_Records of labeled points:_
───
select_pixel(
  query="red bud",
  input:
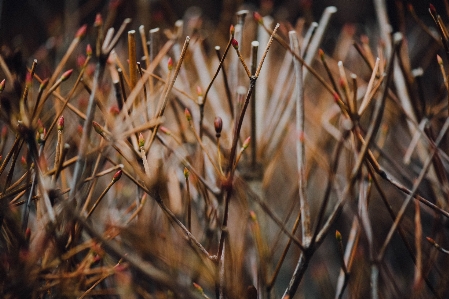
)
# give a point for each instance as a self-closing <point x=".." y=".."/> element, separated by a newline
<point x="66" y="75"/>
<point x="61" y="123"/>
<point x="98" y="20"/>
<point x="258" y="17"/>
<point x="43" y="85"/>
<point x="188" y="115"/>
<point x="117" y="176"/>
<point x="141" y="140"/>
<point x="98" y="128"/>
<point x="235" y="43"/>
<point x="81" y="32"/>
<point x="246" y="142"/>
<point x="170" y="64"/>
<point x="88" y="50"/>
<point x="218" y="124"/>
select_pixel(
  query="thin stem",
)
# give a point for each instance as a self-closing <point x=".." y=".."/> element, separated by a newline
<point x="300" y="147"/>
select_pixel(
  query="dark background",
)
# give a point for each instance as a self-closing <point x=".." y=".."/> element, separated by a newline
<point x="28" y="24"/>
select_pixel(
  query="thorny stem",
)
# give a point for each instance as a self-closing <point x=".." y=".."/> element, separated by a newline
<point x="167" y="93"/>
<point x="226" y="84"/>
<point x="418" y="181"/>
<point x="377" y="115"/>
<point x="220" y="65"/>
<point x="300" y="148"/>
<point x="87" y="128"/>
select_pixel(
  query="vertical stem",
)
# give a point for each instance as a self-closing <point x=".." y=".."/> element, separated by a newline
<point x="87" y="128"/>
<point x="300" y="149"/>
<point x="132" y="58"/>
<point x="254" y="49"/>
<point x="374" y="281"/>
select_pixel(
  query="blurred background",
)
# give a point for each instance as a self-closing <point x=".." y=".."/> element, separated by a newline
<point x="28" y="24"/>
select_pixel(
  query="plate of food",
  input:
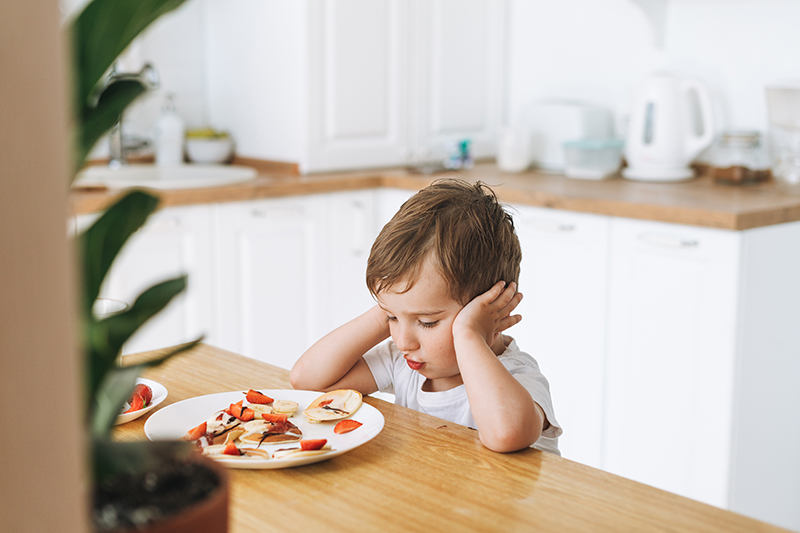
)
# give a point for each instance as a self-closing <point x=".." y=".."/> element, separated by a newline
<point x="145" y="397"/>
<point x="269" y="428"/>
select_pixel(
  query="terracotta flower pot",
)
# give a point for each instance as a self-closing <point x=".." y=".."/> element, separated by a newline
<point x="160" y="473"/>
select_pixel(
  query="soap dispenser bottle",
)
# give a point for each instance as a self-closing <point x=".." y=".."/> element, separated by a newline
<point x="170" y="132"/>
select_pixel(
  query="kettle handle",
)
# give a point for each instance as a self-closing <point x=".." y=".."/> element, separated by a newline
<point x="695" y="143"/>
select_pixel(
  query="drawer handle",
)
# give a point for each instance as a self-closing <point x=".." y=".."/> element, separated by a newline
<point x="668" y="241"/>
<point x="281" y="212"/>
<point x="163" y="224"/>
<point x="551" y="226"/>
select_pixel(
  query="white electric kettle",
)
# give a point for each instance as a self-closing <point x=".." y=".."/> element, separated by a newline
<point x="667" y="130"/>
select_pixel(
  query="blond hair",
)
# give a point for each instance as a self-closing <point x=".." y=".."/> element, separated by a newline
<point x="461" y="228"/>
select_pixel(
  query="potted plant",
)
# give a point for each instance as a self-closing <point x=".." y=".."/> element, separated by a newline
<point x="142" y="486"/>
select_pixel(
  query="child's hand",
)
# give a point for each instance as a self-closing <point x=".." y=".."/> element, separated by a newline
<point x="489" y="314"/>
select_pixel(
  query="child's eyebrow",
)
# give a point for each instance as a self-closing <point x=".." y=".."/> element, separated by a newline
<point x="417" y="313"/>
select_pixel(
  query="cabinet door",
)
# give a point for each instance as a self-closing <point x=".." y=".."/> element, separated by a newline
<point x="457" y="75"/>
<point x="672" y="316"/>
<point x="563" y="278"/>
<point x="175" y="241"/>
<point x="352" y="223"/>
<point x="357" y="72"/>
<point x="273" y="262"/>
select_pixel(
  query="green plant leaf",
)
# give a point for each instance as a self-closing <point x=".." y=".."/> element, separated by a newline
<point x="96" y="121"/>
<point x="102" y="31"/>
<point x="101" y="243"/>
<point x="106" y="337"/>
<point x="116" y="389"/>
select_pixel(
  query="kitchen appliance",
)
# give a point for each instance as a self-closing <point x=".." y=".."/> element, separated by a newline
<point x="670" y="125"/>
<point x="590" y="159"/>
<point x="552" y="122"/>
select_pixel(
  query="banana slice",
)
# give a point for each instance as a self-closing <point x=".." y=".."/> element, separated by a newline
<point x="284" y="407"/>
<point x="233" y="434"/>
<point x="298" y="452"/>
<point x="260" y="408"/>
<point x="334" y="405"/>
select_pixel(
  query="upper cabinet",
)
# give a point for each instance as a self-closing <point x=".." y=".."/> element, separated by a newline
<point x="356" y="83"/>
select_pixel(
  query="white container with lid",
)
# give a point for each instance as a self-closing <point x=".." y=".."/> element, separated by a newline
<point x="170" y="133"/>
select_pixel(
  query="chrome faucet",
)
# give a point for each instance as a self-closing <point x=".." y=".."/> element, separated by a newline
<point x="119" y="145"/>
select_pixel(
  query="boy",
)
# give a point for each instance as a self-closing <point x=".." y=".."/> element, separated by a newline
<point x="443" y="272"/>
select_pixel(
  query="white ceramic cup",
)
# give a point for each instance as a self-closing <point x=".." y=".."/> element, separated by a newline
<point x="514" y="149"/>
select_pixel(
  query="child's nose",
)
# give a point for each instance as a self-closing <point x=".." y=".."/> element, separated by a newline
<point x="404" y="338"/>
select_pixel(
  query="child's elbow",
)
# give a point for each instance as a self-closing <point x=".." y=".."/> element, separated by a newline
<point x="511" y="440"/>
<point x="297" y="378"/>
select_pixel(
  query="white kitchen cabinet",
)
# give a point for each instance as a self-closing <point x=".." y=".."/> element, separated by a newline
<point x="175" y="241"/>
<point x="765" y="462"/>
<point x="456" y="75"/>
<point x="563" y="279"/>
<point x="273" y="262"/>
<point x="353" y="230"/>
<point x="355" y="83"/>
<point x="672" y="318"/>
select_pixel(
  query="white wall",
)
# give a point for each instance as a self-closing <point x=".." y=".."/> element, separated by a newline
<point x="593" y="50"/>
<point x="242" y="81"/>
<point x="596" y="50"/>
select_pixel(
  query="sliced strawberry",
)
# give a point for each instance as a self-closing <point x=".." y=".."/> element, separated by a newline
<point x="313" y="444"/>
<point x="239" y="411"/>
<point x="231" y="449"/>
<point x="253" y="396"/>
<point x="145" y="392"/>
<point x="346" y="426"/>
<point x="275" y="417"/>
<point x="196" y="433"/>
<point x="136" y="402"/>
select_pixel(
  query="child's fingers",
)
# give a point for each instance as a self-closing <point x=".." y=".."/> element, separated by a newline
<point x="508" y="321"/>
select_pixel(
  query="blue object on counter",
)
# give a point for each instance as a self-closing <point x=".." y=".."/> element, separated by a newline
<point x="459" y="155"/>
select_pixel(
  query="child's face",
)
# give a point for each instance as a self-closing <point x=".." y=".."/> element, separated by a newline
<point x="421" y="325"/>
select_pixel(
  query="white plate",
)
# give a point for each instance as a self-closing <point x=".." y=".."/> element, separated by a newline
<point x="174" y="421"/>
<point x="159" y="395"/>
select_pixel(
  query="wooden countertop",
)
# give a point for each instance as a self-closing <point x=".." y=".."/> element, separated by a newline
<point x="425" y="474"/>
<point x="698" y="202"/>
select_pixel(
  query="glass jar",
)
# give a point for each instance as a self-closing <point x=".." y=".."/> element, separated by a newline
<point x="739" y="158"/>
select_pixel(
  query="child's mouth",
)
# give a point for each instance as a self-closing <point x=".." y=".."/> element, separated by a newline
<point x="414" y="365"/>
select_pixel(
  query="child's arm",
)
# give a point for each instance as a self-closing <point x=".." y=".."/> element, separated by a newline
<point x="334" y="361"/>
<point x="507" y="417"/>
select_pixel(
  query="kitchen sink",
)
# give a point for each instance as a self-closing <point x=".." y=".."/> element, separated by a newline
<point x="192" y="176"/>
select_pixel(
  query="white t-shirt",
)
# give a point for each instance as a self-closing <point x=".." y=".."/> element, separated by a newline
<point x="393" y="375"/>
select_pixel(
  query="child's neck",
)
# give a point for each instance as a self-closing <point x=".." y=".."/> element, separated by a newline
<point x="442" y="384"/>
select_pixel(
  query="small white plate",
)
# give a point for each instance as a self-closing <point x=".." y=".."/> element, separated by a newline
<point x="174" y="421"/>
<point x="159" y="395"/>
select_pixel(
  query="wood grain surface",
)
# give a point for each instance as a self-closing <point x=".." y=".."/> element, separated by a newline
<point x="425" y="474"/>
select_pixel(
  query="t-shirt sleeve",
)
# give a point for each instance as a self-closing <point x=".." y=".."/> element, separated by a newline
<point x="381" y="363"/>
<point x="525" y="370"/>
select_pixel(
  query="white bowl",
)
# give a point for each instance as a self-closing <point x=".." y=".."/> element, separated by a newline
<point x="209" y="150"/>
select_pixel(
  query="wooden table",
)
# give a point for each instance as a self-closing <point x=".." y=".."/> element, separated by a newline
───
_Written instruction:_ Pick out every line in the data above that contains the string "wooden" and copy each of those lines in full. Matching is case-sensitive.

_Final result:_
  query="wooden countertop",
  query="wooden table",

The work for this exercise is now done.